| SHORT EXERCISE |
Please set out the listing below as a Markdown table, starting at its first line and ending at the line that contains "(1099, 442)", with blank lines left out. Put a running row number under No. and the line itself under Entry.

>> Start RECORDS FOR THIS EXERCISE

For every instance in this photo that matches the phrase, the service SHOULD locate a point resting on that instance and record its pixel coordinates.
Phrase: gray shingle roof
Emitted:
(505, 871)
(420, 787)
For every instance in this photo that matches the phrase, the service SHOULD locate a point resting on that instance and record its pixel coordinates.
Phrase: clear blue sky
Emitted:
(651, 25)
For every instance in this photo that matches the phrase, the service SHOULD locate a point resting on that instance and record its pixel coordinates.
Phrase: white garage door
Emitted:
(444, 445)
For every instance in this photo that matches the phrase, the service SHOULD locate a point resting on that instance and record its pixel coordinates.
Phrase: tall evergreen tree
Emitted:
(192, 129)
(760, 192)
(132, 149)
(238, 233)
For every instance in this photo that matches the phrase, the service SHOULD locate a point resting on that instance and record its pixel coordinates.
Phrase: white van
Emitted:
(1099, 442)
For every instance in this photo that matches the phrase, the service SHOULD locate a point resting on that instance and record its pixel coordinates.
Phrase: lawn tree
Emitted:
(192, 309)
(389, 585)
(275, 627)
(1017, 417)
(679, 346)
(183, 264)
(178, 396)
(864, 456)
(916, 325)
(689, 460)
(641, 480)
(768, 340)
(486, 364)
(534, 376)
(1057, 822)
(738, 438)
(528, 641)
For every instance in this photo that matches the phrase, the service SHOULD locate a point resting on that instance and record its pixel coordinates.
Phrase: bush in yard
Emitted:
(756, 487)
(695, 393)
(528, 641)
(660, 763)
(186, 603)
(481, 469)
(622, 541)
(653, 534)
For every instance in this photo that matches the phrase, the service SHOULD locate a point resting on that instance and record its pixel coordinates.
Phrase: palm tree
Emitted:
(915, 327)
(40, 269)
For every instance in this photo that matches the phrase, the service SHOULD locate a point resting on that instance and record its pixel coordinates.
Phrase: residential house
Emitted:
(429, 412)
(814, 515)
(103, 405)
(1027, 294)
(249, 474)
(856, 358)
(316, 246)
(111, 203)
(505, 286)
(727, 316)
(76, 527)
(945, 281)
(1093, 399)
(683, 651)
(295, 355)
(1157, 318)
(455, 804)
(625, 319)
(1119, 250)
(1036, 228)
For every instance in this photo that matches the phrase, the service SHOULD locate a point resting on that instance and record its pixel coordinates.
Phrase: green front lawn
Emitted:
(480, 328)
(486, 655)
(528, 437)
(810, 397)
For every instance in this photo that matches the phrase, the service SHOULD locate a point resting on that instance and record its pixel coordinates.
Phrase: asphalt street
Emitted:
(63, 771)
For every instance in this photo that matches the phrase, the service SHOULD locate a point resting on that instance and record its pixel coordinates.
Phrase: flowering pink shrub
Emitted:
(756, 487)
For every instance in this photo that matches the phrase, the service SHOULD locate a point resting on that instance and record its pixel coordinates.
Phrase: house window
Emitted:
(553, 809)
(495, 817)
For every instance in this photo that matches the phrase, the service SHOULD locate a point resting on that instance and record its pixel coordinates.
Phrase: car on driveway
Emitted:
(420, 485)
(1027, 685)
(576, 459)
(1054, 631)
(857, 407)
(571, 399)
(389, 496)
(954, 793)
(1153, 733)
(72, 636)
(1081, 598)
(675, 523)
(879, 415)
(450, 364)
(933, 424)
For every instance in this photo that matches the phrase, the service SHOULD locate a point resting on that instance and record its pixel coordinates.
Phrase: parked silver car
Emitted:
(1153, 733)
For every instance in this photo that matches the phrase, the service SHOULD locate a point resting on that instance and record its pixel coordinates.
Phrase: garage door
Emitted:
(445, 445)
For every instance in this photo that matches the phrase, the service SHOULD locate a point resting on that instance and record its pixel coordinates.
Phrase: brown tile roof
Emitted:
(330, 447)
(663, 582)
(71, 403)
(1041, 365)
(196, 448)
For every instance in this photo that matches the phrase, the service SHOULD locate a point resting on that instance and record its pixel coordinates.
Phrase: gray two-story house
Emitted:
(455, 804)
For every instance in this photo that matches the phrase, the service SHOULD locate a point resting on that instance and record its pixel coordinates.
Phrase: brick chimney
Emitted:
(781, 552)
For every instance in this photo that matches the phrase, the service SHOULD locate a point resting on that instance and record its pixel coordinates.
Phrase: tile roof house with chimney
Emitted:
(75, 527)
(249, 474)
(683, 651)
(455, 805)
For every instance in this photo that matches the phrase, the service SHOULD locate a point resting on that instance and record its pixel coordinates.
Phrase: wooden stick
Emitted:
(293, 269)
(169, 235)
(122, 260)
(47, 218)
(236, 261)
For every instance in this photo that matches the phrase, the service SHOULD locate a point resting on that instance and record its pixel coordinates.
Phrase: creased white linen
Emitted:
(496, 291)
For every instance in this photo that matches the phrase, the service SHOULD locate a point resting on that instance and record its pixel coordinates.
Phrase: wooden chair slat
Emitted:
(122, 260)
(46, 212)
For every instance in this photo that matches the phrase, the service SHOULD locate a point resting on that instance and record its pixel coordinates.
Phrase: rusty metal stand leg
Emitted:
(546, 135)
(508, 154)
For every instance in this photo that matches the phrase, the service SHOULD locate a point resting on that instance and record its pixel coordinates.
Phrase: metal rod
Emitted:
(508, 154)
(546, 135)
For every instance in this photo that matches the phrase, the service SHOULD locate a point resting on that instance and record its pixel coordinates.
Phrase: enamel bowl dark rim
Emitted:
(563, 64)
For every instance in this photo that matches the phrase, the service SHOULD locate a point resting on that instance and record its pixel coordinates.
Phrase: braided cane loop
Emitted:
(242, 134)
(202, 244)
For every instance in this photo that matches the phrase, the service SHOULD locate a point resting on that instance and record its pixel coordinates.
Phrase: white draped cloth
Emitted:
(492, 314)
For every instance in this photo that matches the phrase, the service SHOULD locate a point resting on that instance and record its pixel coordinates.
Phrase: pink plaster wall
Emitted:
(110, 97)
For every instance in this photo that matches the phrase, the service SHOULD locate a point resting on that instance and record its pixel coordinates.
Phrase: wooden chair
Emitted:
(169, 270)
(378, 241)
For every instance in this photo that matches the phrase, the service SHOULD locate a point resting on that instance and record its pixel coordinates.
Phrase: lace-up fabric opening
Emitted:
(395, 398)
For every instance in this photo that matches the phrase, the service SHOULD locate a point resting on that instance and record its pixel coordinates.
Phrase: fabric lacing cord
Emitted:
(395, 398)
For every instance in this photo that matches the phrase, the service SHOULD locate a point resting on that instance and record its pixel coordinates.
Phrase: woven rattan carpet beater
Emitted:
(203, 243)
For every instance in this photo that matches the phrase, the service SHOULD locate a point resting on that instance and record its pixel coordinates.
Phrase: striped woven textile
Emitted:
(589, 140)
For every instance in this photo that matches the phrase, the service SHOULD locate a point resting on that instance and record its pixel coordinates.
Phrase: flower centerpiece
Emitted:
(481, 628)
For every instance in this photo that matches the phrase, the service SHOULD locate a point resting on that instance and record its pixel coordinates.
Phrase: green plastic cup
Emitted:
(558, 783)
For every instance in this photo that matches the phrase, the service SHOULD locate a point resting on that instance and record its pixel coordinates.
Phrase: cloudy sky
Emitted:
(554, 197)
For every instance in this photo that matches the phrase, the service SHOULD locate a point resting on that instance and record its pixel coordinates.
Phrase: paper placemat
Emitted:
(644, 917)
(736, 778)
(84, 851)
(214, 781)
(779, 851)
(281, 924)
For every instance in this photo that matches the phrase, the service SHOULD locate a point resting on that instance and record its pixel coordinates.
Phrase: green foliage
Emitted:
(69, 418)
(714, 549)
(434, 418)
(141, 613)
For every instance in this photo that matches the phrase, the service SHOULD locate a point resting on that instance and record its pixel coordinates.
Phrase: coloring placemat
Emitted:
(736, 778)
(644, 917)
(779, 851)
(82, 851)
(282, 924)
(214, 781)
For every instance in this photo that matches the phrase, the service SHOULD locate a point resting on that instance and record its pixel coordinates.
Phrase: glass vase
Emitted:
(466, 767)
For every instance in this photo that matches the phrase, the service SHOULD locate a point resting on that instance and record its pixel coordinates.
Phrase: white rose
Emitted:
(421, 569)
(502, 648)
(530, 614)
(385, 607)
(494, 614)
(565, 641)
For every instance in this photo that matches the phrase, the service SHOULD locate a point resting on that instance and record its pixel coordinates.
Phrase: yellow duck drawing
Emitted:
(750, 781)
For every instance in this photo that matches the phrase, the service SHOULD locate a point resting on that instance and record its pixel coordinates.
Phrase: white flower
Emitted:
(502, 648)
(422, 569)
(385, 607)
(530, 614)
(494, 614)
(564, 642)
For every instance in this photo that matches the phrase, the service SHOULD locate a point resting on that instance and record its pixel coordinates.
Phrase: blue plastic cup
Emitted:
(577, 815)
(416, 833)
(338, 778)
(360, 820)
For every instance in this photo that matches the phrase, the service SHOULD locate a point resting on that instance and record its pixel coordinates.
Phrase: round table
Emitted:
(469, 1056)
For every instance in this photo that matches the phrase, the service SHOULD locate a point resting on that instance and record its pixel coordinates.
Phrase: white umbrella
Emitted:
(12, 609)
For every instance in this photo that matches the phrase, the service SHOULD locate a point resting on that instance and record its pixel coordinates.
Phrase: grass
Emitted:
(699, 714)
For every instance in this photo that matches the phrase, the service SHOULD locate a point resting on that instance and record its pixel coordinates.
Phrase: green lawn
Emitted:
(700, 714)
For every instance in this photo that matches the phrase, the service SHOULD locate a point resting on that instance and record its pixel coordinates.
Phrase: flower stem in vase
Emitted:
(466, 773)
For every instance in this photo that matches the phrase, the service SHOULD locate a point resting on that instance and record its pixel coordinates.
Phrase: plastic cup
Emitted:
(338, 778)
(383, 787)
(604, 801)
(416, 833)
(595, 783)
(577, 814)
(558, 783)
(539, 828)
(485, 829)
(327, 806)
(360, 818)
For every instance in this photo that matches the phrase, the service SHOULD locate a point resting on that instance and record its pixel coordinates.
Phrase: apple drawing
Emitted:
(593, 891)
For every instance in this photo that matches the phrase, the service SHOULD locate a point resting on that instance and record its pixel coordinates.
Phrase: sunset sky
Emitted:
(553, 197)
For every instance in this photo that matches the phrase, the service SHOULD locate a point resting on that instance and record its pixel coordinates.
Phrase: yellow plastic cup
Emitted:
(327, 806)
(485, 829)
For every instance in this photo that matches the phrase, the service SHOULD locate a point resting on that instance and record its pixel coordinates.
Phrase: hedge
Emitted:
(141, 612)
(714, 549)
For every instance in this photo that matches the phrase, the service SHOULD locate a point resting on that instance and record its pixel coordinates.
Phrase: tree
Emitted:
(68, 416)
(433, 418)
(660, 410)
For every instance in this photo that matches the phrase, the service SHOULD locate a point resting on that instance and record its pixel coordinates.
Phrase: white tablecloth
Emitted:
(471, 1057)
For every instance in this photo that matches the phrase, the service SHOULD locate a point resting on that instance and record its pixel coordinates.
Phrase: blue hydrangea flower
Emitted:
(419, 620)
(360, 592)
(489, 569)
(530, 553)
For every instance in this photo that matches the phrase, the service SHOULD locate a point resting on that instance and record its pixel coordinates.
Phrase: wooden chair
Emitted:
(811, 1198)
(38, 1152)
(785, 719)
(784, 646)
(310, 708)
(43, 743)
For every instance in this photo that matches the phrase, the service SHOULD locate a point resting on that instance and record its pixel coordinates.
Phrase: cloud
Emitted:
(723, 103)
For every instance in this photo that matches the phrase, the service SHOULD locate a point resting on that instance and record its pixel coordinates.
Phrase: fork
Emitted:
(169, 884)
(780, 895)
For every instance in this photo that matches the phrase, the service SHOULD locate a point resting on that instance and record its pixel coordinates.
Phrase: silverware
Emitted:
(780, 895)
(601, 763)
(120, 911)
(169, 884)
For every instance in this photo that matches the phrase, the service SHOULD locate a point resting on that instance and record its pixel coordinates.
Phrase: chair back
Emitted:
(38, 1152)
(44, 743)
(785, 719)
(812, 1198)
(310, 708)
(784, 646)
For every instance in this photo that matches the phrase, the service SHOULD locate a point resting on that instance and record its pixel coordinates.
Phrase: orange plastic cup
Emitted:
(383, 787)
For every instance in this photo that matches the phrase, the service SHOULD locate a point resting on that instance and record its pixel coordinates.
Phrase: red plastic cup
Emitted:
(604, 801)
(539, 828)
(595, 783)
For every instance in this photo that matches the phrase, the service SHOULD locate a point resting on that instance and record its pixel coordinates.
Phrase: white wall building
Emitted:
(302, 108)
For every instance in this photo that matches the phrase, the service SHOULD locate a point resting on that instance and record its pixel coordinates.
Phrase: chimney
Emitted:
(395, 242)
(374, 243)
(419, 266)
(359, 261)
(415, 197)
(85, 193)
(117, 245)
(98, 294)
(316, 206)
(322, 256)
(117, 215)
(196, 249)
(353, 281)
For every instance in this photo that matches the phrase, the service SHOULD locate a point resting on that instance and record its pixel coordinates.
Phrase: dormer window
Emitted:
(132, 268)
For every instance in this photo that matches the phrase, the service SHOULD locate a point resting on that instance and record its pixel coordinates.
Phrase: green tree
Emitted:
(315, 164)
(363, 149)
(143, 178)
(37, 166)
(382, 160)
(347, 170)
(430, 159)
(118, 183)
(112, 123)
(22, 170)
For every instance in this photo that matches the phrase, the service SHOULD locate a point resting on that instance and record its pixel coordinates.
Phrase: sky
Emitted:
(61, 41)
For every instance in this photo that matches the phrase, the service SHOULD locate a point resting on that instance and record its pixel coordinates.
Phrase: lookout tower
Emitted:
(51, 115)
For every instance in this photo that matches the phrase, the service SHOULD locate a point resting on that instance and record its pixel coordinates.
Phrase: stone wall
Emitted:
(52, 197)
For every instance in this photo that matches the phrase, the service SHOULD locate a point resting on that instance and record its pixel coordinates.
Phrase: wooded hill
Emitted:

>> End RECORDS FOR THIS EXERCISE

| CORRECT RESPONSE |
| No. | Entry |
|---|---|
| 1 | For every instance in this photo that matches the phrase, the service SHOULD locate a point resting on that instance and record its pixel coordinates. |
| 2 | Phrase: gray shingle roof |
| 3 | Emitted: |
| 4 | (505, 871) |
| 5 | (420, 787) |
| 6 | For every instance in this photo that matches the phrase, the service SHOULD locate a point resting on that instance and record its pixel coordinates. |
| 7 | Phrase: clear blue sky |
| 8 | Emitted: |
| 9 | (651, 25) |
| 10 | For every instance in this photo that matches the phrase, the service SHOULD locate a point resting on that instance and record its pixel coordinates. |
| 11 | Phrase: white garage door |
| 12 | Emitted: |
| 13 | (444, 445) |
| 14 | For every instance in this photo that matches the phrase, the service SHOULD locate a point resting on that instance and record its pixel coordinates. |
| 15 | Phrase: tall evergreen tree |
| 16 | Emitted: |
| 17 | (192, 129) |
| 18 | (760, 192) |
| 19 | (132, 149) |
| 20 | (238, 233) |
| 21 | For every instance in this photo that matches the phrase, the service SHOULD locate a point resting on that instance and record its pixel coordinates. |
| 22 | Phrase: white van |
| 23 | Emitted: |
| 24 | (1099, 442) |